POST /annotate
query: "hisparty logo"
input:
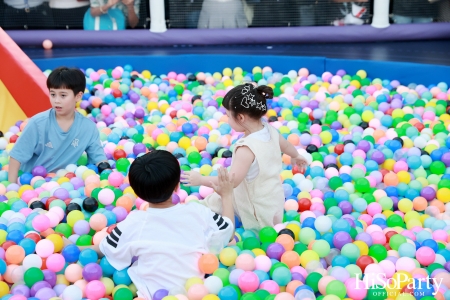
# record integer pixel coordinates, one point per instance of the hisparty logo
(394, 284)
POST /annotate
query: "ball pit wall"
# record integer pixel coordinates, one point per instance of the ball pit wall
(404, 72)
(17, 71)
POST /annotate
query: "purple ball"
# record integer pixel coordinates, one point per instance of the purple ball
(21, 289)
(139, 148)
(50, 277)
(275, 250)
(341, 238)
(159, 294)
(346, 207)
(45, 294)
(39, 171)
(428, 193)
(38, 286)
(92, 271)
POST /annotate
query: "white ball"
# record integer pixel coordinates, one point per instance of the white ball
(213, 284)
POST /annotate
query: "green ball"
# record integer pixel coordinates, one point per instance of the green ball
(362, 185)
(437, 167)
(123, 294)
(336, 288)
(223, 274)
(268, 235)
(33, 275)
(335, 182)
(394, 221)
(64, 229)
(122, 164)
(396, 240)
(312, 280)
(377, 292)
(251, 243)
(377, 251)
(194, 157)
(84, 240)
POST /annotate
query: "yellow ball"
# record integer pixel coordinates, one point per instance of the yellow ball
(443, 195)
(57, 241)
(405, 205)
(152, 105)
(109, 285)
(74, 216)
(147, 74)
(228, 256)
(227, 72)
(191, 281)
(367, 116)
(362, 74)
(307, 257)
(404, 177)
(163, 139)
(4, 289)
(326, 137)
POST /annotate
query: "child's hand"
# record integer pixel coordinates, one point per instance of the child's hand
(300, 162)
(191, 178)
(225, 183)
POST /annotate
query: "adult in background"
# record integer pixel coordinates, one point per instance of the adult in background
(222, 14)
(415, 11)
(27, 14)
(130, 9)
(68, 14)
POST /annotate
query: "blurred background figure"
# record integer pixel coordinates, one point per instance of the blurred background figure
(68, 14)
(27, 14)
(222, 14)
(415, 11)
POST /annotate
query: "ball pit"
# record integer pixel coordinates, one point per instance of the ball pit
(372, 208)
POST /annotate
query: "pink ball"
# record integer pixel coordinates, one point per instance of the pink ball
(197, 292)
(425, 256)
(55, 262)
(95, 290)
(354, 290)
(248, 282)
(245, 262)
(41, 223)
(115, 179)
(45, 248)
(263, 263)
(270, 286)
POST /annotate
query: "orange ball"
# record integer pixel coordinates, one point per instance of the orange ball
(208, 263)
(420, 204)
(200, 143)
(291, 259)
(14, 255)
(286, 241)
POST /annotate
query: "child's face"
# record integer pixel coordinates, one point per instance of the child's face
(64, 101)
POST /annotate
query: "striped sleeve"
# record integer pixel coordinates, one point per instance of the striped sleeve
(118, 246)
(220, 230)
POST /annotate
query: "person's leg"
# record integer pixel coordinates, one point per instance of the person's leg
(402, 19)
(422, 20)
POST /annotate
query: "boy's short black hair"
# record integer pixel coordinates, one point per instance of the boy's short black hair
(67, 78)
(154, 176)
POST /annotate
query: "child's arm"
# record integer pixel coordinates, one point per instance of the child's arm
(224, 188)
(296, 159)
(242, 161)
(13, 171)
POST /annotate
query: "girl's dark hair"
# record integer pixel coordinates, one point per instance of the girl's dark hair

* DIRECTIONS
Restate the whole listing above exactly, please, omitting every image.

* TASK OUTPUT
POST /annotate
query: "hisparty logo"
input:
# record integer pixel coordinates, one point per instance of the hisparty logo
(394, 284)
POST /annotate
query: "ball pit wall"
# record integer pixel coordinates, one point per instance of the ball pit wall
(404, 72)
(17, 71)
POST /annotate
query: "purple ball"
# record integer pixel coordinates, one point per instance of the purple ball
(21, 289)
(139, 148)
(50, 277)
(275, 250)
(341, 238)
(159, 294)
(346, 207)
(45, 294)
(39, 171)
(428, 193)
(38, 286)
(92, 271)
POST /annotate
query: "white ball"
# record integer pixel coordinates, one point per instance of the white ball
(213, 284)
POST /annotate
query: "green ball"
# record integer pixel coordinates, one point per instance of the green ball
(362, 185)
(437, 167)
(123, 294)
(336, 288)
(223, 274)
(268, 235)
(33, 275)
(335, 182)
(394, 221)
(64, 229)
(122, 164)
(396, 240)
(312, 280)
(377, 292)
(251, 243)
(377, 251)
(194, 157)
(84, 240)
POST /annotate
query: "yellow ball"
# record integer pixel coordinates, one point per instance of the yellow ball
(443, 195)
(57, 241)
(405, 205)
(152, 105)
(109, 285)
(74, 216)
(147, 74)
(228, 256)
(227, 72)
(191, 281)
(367, 116)
(362, 74)
(307, 257)
(404, 177)
(163, 139)
(4, 289)
(326, 137)
POST /annotate
query: "child's hand"
# record integer pixel coordinates, one point per instance of the child's hand
(300, 162)
(191, 178)
(225, 183)
POST /annotate
query: "adult in background"
# record integer pixel coordinates, one point per instance of the adult in background
(222, 14)
(415, 11)
(27, 14)
(130, 9)
(68, 14)
POST /annotate
query: "blurred background figure"
# record integer pixel coordinates, one point per instance of the blurred background figure
(68, 14)
(27, 14)
(222, 14)
(415, 11)
POST /annotate
query: "ball pit"
# record integer pixel coordinates, one point per instance of the ball pit
(372, 208)
POST /annotate
query: "pink ball"
# record integer pixel coordinates, one point per instance of the pink ball
(197, 292)
(425, 256)
(55, 262)
(95, 290)
(354, 290)
(248, 282)
(245, 262)
(41, 223)
(115, 179)
(45, 248)
(263, 263)
(270, 286)
POST /annotate
query: "orange ball"
# record integer pixel coordinates, one point per instance of the orange ball
(208, 263)
(420, 204)
(200, 143)
(291, 259)
(14, 255)
(286, 241)
POST /annotate
query: "child's face"
# record integer pixel coordinates, one point per instance of the child's face
(64, 101)
POST /annotate
query: "striped sleeve"
# record integer pixel coordinates, one point per instance of the striped sleeve
(118, 246)
(220, 230)
POST /annotate
query: "person's leg"
# record integer pixel coordinates, one point per instance of the person's leg
(402, 19)
(422, 20)
POST /annotate
query: "boy's short black hair"
# record integer pixel coordinates, one point per instance of the boy's short black hair
(67, 78)
(154, 176)
POST /annotate
query: "child's arm"
# record integer pixel coordinates, one point per instance of the child's arm
(224, 188)
(296, 159)
(242, 161)
(13, 171)
POST /annotate
query: "girl's dark hair"
# record integer pixel coordinates, one point per instance of the girl's dark hair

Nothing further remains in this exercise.